Image entries on named regions

****************

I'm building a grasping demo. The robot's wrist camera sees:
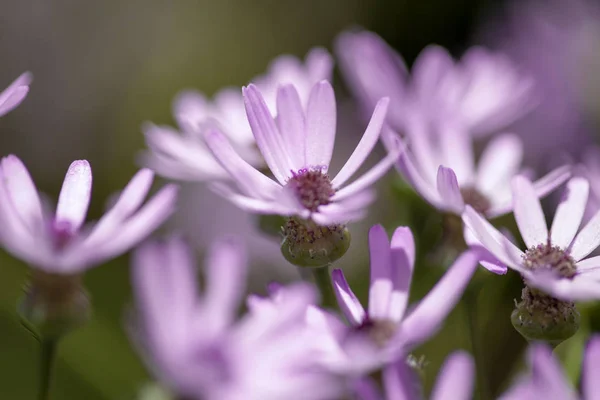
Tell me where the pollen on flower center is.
[523,243,577,279]
[356,319,397,347]
[460,186,492,215]
[287,168,335,211]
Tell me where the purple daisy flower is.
[0,72,33,117]
[397,125,570,218]
[132,239,342,400]
[307,225,478,375]
[0,155,177,274]
[463,176,600,301]
[356,351,475,400]
[206,81,400,225]
[142,48,333,181]
[336,31,535,134]
[500,335,600,400]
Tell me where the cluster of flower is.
[0,26,600,400]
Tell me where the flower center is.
[287,168,335,211]
[523,242,577,279]
[460,186,492,215]
[356,319,398,347]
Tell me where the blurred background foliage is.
[0,0,600,400]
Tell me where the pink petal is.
[437,165,465,214]
[1,155,43,232]
[331,98,389,189]
[241,84,294,185]
[331,269,366,326]
[388,226,415,322]
[305,81,337,171]
[401,251,478,347]
[512,176,548,247]
[55,160,92,232]
[369,225,393,319]
[431,351,475,400]
[571,211,600,261]
[550,178,589,249]
[0,72,33,117]
[277,85,307,170]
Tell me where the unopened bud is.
[511,286,580,347]
[281,217,350,268]
[18,270,91,340]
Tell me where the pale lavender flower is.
[336,31,535,135]
[356,351,475,400]
[397,121,570,218]
[500,335,600,400]
[0,155,177,274]
[142,48,333,181]
[0,72,33,117]
[132,238,341,400]
[463,176,600,301]
[206,81,400,225]
[307,225,478,376]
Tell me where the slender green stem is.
[38,339,58,400]
[311,265,337,310]
[465,285,492,400]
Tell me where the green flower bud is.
[281,217,350,268]
[511,286,581,347]
[18,270,91,340]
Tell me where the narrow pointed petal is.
[204,237,248,334]
[399,251,478,347]
[388,226,415,322]
[462,205,523,270]
[512,176,548,247]
[437,165,465,214]
[431,351,475,400]
[476,133,523,193]
[277,85,307,170]
[331,97,390,189]
[0,155,43,232]
[55,160,92,232]
[304,81,337,171]
[242,84,294,185]
[0,72,33,117]
[550,178,589,249]
[369,225,393,319]
[331,269,366,326]
[581,334,600,400]
[571,211,600,261]
[205,129,281,199]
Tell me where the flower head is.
[397,123,570,218]
[132,238,341,400]
[356,351,475,400]
[308,225,478,375]
[0,72,33,117]
[142,48,333,181]
[500,335,600,400]
[463,176,600,301]
[206,81,399,225]
[0,155,177,274]
[336,31,535,134]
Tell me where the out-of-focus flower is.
[142,48,333,181]
[0,155,177,274]
[206,81,400,225]
[0,72,33,117]
[336,31,535,135]
[356,351,475,400]
[132,239,341,400]
[307,225,478,375]
[500,335,600,400]
[397,123,570,218]
[463,176,600,301]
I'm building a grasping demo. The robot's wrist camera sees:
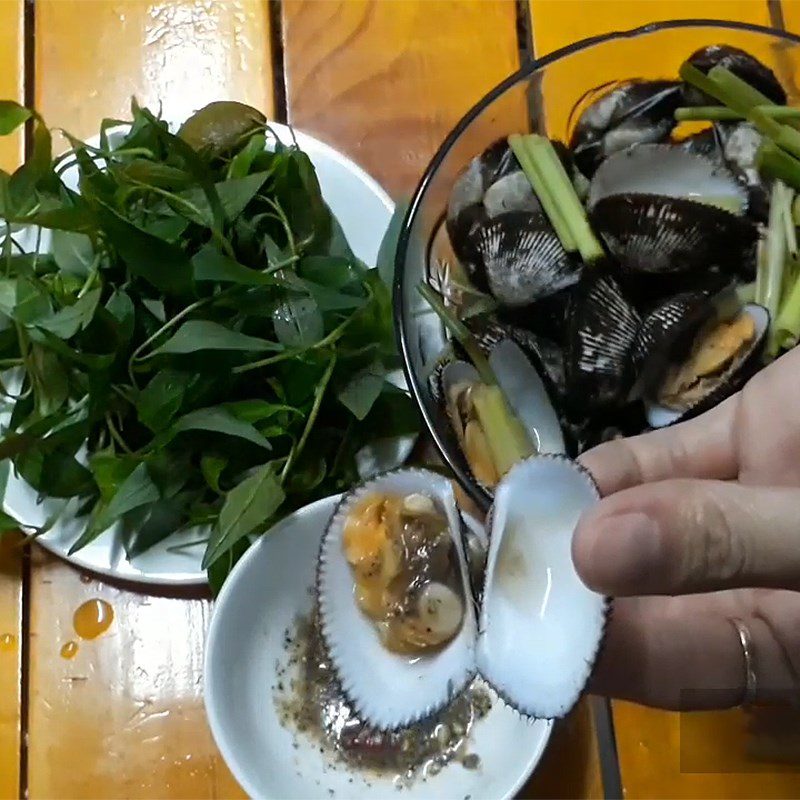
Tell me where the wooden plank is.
[283,0,519,195]
[0,0,24,798]
[0,0,25,171]
[0,534,23,798]
[28,0,272,800]
[530,0,800,798]
[283,0,602,797]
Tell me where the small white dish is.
[0,123,400,586]
[203,497,552,800]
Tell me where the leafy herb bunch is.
[0,102,417,588]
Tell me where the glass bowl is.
[394,20,800,510]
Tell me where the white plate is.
[2,123,398,586]
[203,497,552,800]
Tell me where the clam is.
[566,267,640,407]
[683,44,786,106]
[456,211,581,308]
[570,80,681,177]
[439,339,564,490]
[317,456,607,730]
[645,303,769,428]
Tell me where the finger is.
[589,590,800,710]
[578,395,740,495]
[573,480,800,596]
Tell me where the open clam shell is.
[317,469,477,730]
[438,338,565,491]
[476,456,607,718]
[645,303,770,428]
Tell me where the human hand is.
[573,348,800,709]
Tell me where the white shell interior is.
[489,339,565,453]
[588,144,747,209]
[476,456,606,719]
[317,470,477,730]
[645,303,769,428]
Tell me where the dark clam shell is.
[647,303,770,428]
[591,194,758,280]
[684,44,786,106]
[631,291,714,397]
[566,266,641,407]
[464,211,581,308]
[569,80,681,177]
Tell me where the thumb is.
[572,480,800,596]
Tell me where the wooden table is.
[0,0,800,800]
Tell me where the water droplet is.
[72,599,114,639]
[61,641,78,659]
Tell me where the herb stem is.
[675,105,800,122]
[105,414,133,455]
[280,352,336,483]
[417,283,497,386]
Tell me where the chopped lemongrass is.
[508,133,603,263]
[756,142,800,193]
[781,186,797,258]
[529,134,604,264]
[472,386,536,476]
[762,180,787,350]
[417,283,497,385]
[675,105,800,122]
[508,133,578,253]
[736,281,756,306]
[680,62,800,155]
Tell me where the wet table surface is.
[0,0,800,798]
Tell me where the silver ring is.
[731,619,758,706]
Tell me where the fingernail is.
[581,513,664,595]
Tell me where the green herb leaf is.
[0,100,33,136]
[158,406,272,450]
[33,289,101,339]
[337,361,386,420]
[97,202,192,295]
[136,369,192,433]
[69,463,158,555]
[52,230,94,278]
[192,244,275,286]
[200,456,228,494]
[203,463,285,569]
[152,320,282,355]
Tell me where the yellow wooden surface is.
[28,0,272,800]
[0,0,24,798]
[0,535,23,800]
[283,0,602,797]
[529,0,800,800]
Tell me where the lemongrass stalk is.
[508,133,578,253]
[472,386,536,476]
[417,283,497,385]
[764,180,786,344]
[781,186,797,258]
[527,134,604,264]
[675,105,800,122]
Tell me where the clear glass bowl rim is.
[392,18,800,511]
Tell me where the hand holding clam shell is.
[573,350,800,709]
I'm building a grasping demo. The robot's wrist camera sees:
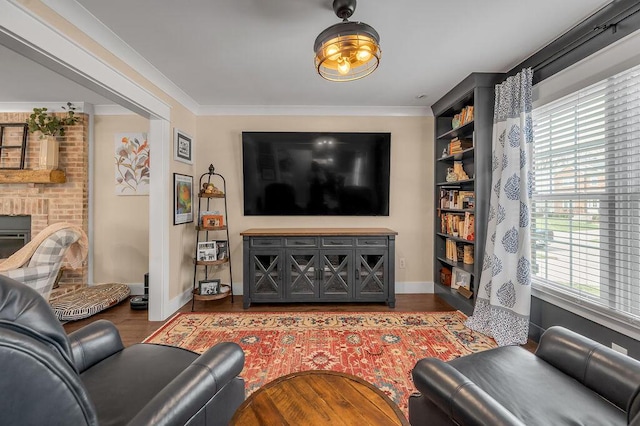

****************

Instructions for the task: Reproduce every line of the items above word for word, omitting the pictures.

Correct result:
I'm building a grasping demo. The robot's wrist camera sees:
Tell me where the pollen on flower center is.
[523,243,577,279]
[356,319,397,347]
[460,186,492,215]
[287,168,335,211]
Tell me where the purple daisy flower is.
[0,72,33,117]
[397,125,570,218]
[132,239,342,400]
[307,225,478,375]
[0,155,177,274]
[463,176,600,301]
[356,351,475,400]
[206,81,400,225]
[142,48,333,181]
[336,31,535,134]
[500,335,600,400]
Tell me where the cluster of flower is.
[0,26,600,400]
Tell me where the flower center is.
[287,168,335,211]
[523,242,577,279]
[460,186,492,215]
[356,319,398,347]
Tell me where the blurred background foliage is.
[0,0,600,400]
Tell me where the pink petal is.
[437,165,465,214]
[1,155,43,232]
[331,98,389,189]
[241,84,294,185]
[331,269,366,326]
[388,226,415,322]
[305,81,337,171]
[401,251,478,347]
[512,176,548,247]
[55,160,92,232]
[369,225,393,319]
[431,351,475,400]
[571,211,600,261]
[550,178,589,249]
[0,72,33,117]
[277,85,307,170]
Tell me where the unopened bud is.
[511,286,580,347]
[281,217,350,268]
[18,270,91,340]
Tell me where the pale lavender flower is.
[336,31,535,135]
[356,351,475,400]
[397,121,570,218]
[500,335,600,400]
[0,155,177,274]
[142,48,333,181]
[0,72,33,117]
[132,238,341,400]
[463,176,600,301]
[206,81,400,225]
[307,225,478,376]
Tell me where the slender green stem is.
[38,339,58,400]
[311,265,337,310]
[465,285,492,400]
Tell me where the green flower bud is.
[281,217,350,268]
[511,286,581,347]
[18,270,91,340]
Tell me where the narrow pointed petal is.
[204,237,248,334]
[399,251,478,347]
[388,226,415,322]
[462,205,523,270]
[512,176,548,247]
[437,165,465,214]
[431,351,475,400]
[476,133,523,193]
[277,85,307,170]
[331,97,390,189]
[0,155,43,232]
[55,160,92,232]
[304,81,337,171]
[242,84,294,185]
[0,72,33,117]
[550,178,589,249]
[369,225,393,319]
[331,269,366,326]
[581,334,600,400]
[571,211,600,261]
[205,129,281,199]
Tell me where the flower head is.
[397,123,570,218]
[132,238,341,400]
[356,351,475,400]
[308,225,478,375]
[0,72,33,117]
[142,48,333,181]
[500,335,600,400]
[463,176,600,301]
[206,81,399,225]
[0,155,177,274]
[336,31,535,134]
Tell me where the out-of-focus flower is.
[142,48,333,181]
[0,155,177,274]
[206,81,400,225]
[0,72,33,117]
[336,31,535,135]
[356,351,475,400]
[132,239,341,400]
[307,225,478,375]
[500,335,600,400]
[397,123,570,218]
[463,176,600,301]
I'm building a grasping demo. The robot's wrist camera sees:
Tell me where the wooden plank is.
[283,0,519,195]
[0,0,24,798]
[0,0,25,171]
[0,534,23,798]
[28,0,272,800]
[530,0,800,798]
[283,0,602,797]
Tell me where the small white dish is.
[0,123,400,586]
[203,497,552,800]
Tell me where the leafy herb bunch is.
[0,102,417,588]
Tell me where the glass bowl is.
[394,20,800,510]
Tell me where the white plate is.
[2,123,398,586]
[203,497,552,800]
Tell me where the clam is.
[566,267,640,407]
[683,44,786,106]
[456,211,581,308]
[570,80,681,177]
[439,339,564,490]
[317,456,607,730]
[645,303,769,428]
Tell me where the finger is.
[589,590,800,710]
[578,395,740,495]
[573,480,800,596]
Tell me where the open clam shell is.
[317,469,477,730]
[438,338,565,491]
[476,456,607,718]
[645,303,770,428]
Tell me where the human hand is.
[573,348,800,709]
Tell me where the white shell interior is.
[489,339,565,453]
[588,144,747,209]
[476,456,606,719]
[317,470,477,730]
[645,303,769,428]
Tell me where the dark clam shell is.
[647,303,770,428]
[591,194,758,280]
[684,44,786,106]
[631,291,714,397]
[566,266,641,407]
[464,211,581,308]
[569,80,681,177]
Tell me where the thumb is.
[572,480,800,596]
Tell me where the wooden table is.
[0,0,800,800]
Tell me where the water droplet is.
[72,599,114,639]
[61,641,78,659]
Tell me where the herb stem is.
[675,105,800,122]
[105,414,133,455]
[280,352,336,483]
[417,283,497,386]
Tell me where the chopped lemongrass is.
[508,133,603,263]
[756,142,800,193]
[781,186,797,258]
[529,134,604,264]
[472,386,536,476]
[762,180,787,350]
[417,283,497,385]
[675,105,800,122]
[508,133,578,253]
[736,281,756,306]
[680,62,800,155]
Tell me where the wet table surface is.
[0,0,800,798]
Tell me where the silver ring is.
[731,619,758,706]
Tell me where the fingernail is.
[581,513,664,595]
Tell me where the green herb leaf is.
[0,100,33,136]
[158,406,272,450]
[33,289,101,339]
[337,361,386,420]
[97,202,192,295]
[136,369,192,433]
[69,463,158,555]
[52,230,94,278]
[192,244,275,286]
[200,456,228,494]
[203,463,285,569]
[152,320,282,355]
Tell me where the yellow wooden surface is.
[28,0,272,800]
[0,0,24,798]
[0,535,23,800]
[283,0,602,797]
[529,0,800,800]
Tell me where the lemongrass stalk is.
[508,133,578,253]
[472,386,536,476]
[417,283,497,385]
[764,180,786,344]
[781,186,797,258]
[527,134,604,264]
[675,105,800,122]
Tell me where the clear glass bowl rim is.
[392,18,800,511]
Tell me where the hand holding clam shell is.
[573,350,800,709]
I'm building a grasping demo. The robot's wrist camera sees:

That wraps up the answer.